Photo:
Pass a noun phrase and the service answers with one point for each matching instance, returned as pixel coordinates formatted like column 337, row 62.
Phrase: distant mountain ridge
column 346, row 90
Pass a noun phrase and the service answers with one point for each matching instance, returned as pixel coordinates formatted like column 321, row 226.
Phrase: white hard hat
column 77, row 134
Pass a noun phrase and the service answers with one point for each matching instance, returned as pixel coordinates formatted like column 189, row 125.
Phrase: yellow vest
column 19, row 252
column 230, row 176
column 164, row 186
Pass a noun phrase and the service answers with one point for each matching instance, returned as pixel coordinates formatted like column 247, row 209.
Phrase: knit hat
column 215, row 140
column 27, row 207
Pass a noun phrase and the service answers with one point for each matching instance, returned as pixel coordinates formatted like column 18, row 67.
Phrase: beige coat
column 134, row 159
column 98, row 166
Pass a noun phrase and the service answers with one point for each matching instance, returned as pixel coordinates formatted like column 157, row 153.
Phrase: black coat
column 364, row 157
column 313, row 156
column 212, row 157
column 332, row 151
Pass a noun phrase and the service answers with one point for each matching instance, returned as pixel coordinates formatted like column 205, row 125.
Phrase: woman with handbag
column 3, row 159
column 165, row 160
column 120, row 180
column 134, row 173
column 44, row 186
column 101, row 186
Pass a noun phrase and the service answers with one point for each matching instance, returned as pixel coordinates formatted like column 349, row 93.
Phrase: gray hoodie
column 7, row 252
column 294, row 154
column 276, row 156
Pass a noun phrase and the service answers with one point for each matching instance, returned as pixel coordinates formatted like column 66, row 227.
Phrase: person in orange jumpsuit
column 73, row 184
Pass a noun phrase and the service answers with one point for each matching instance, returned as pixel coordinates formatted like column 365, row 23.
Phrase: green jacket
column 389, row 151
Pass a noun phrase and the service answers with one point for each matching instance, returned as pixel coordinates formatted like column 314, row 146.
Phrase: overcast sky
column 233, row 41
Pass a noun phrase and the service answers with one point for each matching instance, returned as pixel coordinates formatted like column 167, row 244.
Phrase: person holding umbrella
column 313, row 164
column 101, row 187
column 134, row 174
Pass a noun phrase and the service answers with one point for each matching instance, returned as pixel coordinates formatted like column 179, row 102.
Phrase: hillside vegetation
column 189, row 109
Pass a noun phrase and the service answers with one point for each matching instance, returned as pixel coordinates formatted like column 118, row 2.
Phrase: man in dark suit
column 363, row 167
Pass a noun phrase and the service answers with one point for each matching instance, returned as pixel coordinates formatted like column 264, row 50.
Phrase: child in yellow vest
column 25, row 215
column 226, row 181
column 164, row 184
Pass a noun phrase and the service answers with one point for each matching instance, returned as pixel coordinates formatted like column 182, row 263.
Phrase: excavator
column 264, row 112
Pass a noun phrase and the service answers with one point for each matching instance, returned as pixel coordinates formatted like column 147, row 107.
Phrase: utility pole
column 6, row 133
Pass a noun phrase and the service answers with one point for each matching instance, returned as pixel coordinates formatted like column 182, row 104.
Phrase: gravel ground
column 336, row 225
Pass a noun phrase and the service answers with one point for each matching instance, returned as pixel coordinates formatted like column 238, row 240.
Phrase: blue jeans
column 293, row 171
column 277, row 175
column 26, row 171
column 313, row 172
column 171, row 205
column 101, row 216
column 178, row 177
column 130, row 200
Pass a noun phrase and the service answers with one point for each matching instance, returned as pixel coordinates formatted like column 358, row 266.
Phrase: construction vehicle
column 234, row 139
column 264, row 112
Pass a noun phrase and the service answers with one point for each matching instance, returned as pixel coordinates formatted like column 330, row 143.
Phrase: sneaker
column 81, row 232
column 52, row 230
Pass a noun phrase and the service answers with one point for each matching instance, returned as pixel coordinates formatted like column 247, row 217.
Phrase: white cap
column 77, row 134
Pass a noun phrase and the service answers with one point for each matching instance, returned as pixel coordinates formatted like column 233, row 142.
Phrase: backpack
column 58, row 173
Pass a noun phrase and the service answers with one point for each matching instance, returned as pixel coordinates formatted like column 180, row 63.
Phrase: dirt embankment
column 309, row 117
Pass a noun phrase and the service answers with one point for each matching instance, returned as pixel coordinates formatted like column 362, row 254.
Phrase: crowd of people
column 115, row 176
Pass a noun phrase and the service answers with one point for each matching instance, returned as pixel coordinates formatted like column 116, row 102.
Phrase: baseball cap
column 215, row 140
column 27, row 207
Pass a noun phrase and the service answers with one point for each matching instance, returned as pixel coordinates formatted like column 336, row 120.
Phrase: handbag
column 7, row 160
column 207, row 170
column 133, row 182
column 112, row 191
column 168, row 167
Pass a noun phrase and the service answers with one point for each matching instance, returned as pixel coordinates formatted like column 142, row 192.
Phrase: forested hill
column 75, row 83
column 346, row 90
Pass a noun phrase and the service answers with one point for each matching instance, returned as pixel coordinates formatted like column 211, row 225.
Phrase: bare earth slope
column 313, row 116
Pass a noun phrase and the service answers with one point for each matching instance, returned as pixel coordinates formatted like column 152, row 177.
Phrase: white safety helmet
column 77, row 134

★ ★ ★ ★ ★ ★ ★

● Task
Please format all the records above as a two-column CSV with the headers input and output, one row per record. Put each record's text under input and its answer under output, each in a quoted field with line breaks replaced by spaces.

● Answer for the task
input,output
"Photo: Pass a noun phrase and the service answers with one point for each matching instance, returned as pixel coordinates formatted like column 337, row 62. Phrase: distant mountain ridge","column 346, row 90"
"Pass a noun phrase and the service answers with one point for each matching instance, returned as pixel coordinates formatted like column 321, row 226. Phrase: white hard hat","column 77, row 134"
"Pass a noun phrase and the service answers with one point for each matching instance, returned as pixel coordinates formatted like column 189, row 125. Phrase: yellow vest","column 19, row 252 column 230, row 176 column 164, row 186"
"Pass a noun phrase and the service answers with one point for each matching instance, returned as pixel coordinates formatted like column 247, row 209. Phrase: knit hat","column 215, row 140 column 27, row 207"
"Pass a noun phrase and the service answers with one point for each matching instance, returned as pixel coordinates formatted like column 18, row 67. Phrase: beige coat","column 134, row 159 column 98, row 166"
"Pass a noun phrase and the service answers with one point for each matching instance, returned as pixel coordinates formatted like column 157, row 153. Phrase: black coat","column 364, row 157 column 313, row 156 column 212, row 157 column 332, row 151"
"Pass a noun phrase and the service answers with one point for each matching instance, returned as pixel coordinates formatted like column 205, row 125. Phrase: woman with handbag","column 3, row 159 column 165, row 160 column 120, row 180 column 134, row 173 column 44, row 186 column 101, row 186"
"Pass a noun phrase and the service answers with one point for each matching instance, returned as pixel coordinates formatted like column 349, row 93. Phrase: gray hoodie","column 7, row 252 column 294, row 154 column 276, row 156"
"Pass a noun phrase and the service answers with one point for each matching instance, returned as pixel coordinates formatted like column 66, row 227. Phrase: person in orange jumpsuit","column 73, row 184"
"Pass a noun phrase and the service answers with one point for each matching instance, returned as pixel coordinates formatted like column 365, row 23. Phrase: green jacket","column 389, row 151"
"Pass a noun phrase and the service answers with one point for each matching instance, returned as pixel coordinates formatted like column 314, row 146. Phrase: overcast sky","column 233, row 41"
"Pass a noun phrase and the service answers with one point for each matching instance, returned as pixel coordinates formatted like column 167, row 244. Phrase: person holding umbrella","column 313, row 164 column 101, row 187 column 134, row 174"
"Pass a noun phrase and the service answers with one point for each matching instance, returned as pixel coordinates formatted like column 179, row 102. Phrase: hillside vegetation","column 189, row 109"
"Pass a noun phrase and the service answers with one point for each matching instance, returned as pixel coordinates formatted like column 118, row 2. Phrase: man in dark suit","column 363, row 167"
"Pass a noun phrase and the service answers with one point for each matching instance, returned as pixel coordinates formatted like column 264, row 50. Phrase: child in yellow vest","column 25, row 215 column 226, row 181 column 164, row 184"
"Pass a noun phrase and the service answers with one point for each matching instance, returned as pixel coordinates formatted like column 182, row 263. Phrase: excavator","column 264, row 112"
"Pass a noun phrase and the service answers with one point for each matching instance, returned as pixel coordinates formatted like column 147, row 107. Phrase: utility pole","column 6, row 133"
"Pass a noun phrase and the service answers with one point for each matching instance, returned as pixel coordinates formatted like column 182, row 104. Phrase: gravel ground","column 336, row 225"
"Pass a noun phrase and the service answers with one point for each matching instance, returned as pixel coordinates formatted like column 238, row 240. Phrase: blue jeans","column 293, row 171 column 277, row 175 column 26, row 171 column 313, row 172 column 171, row 205 column 101, row 216 column 178, row 177 column 130, row 200"
"Pass a noun phrase and the service answers with one point for each matching instance, returned as pixel coordinates formatted like column 358, row 266. Phrase: construction vehicle","column 234, row 139 column 264, row 112"
"Pass a noun phrase and the service answers with one point for each matching instance, returned as pixel coordinates formatted like column 330, row 143. Phrase: sneaker","column 81, row 232 column 52, row 230"
"Pass a noun phrase and the service answers with one point for each matching instance, returned as pixel coordinates formatted like column 247, row 217. Phrase: white cap","column 77, row 134"
"Pass a noun phrase and the service answers with one point for each matching instance, returned as pixel coordinates formatted like column 233, row 142. Phrase: backpack","column 58, row 173"
"Pass a noun phrase and the service answers with one point for each matching instance, returned as pixel coordinates formatted like column 180, row 63. Phrase: dirt embankment","column 309, row 117"
"Pass a noun phrase and the service answers with one point for each matching instance, returned as pixel coordinates formatted like column 362, row 254. Phrase: crowd of people","column 115, row 176"
"Pass a noun phrase and the service answers with one point for each matching instance, returned as pixel coordinates formatted like column 116, row 102. Phrase: baseball cap","column 215, row 140 column 27, row 207"
"Pass a noun phrase and the service answers with one point for each matching instance, returned as pixel coordinates formatted like column 336, row 120. Phrase: handbag","column 7, row 160 column 207, row 170 column 133, row 182 column 112, row 191 column 168, row 167"
"Pass a noun phrase and the service answers with one point for each matching instance, returned as pixel coordinates formatted like column 142, row 192. Phrase: forested hill","column 75, row 83 column 346, row 90"
"Pass a noun phrase and the service answers with one point for each matching instance, returned as pixel coordinates formatted like column 211, row 225. Phrase: bare earth slope","column 313, row 116"
"Pass a noun phrase and the service answers with one point for each matching instance, returned as pixel coordinates formatted like column 152, row 177. Phrase: white safety helmet","column 77, row 134"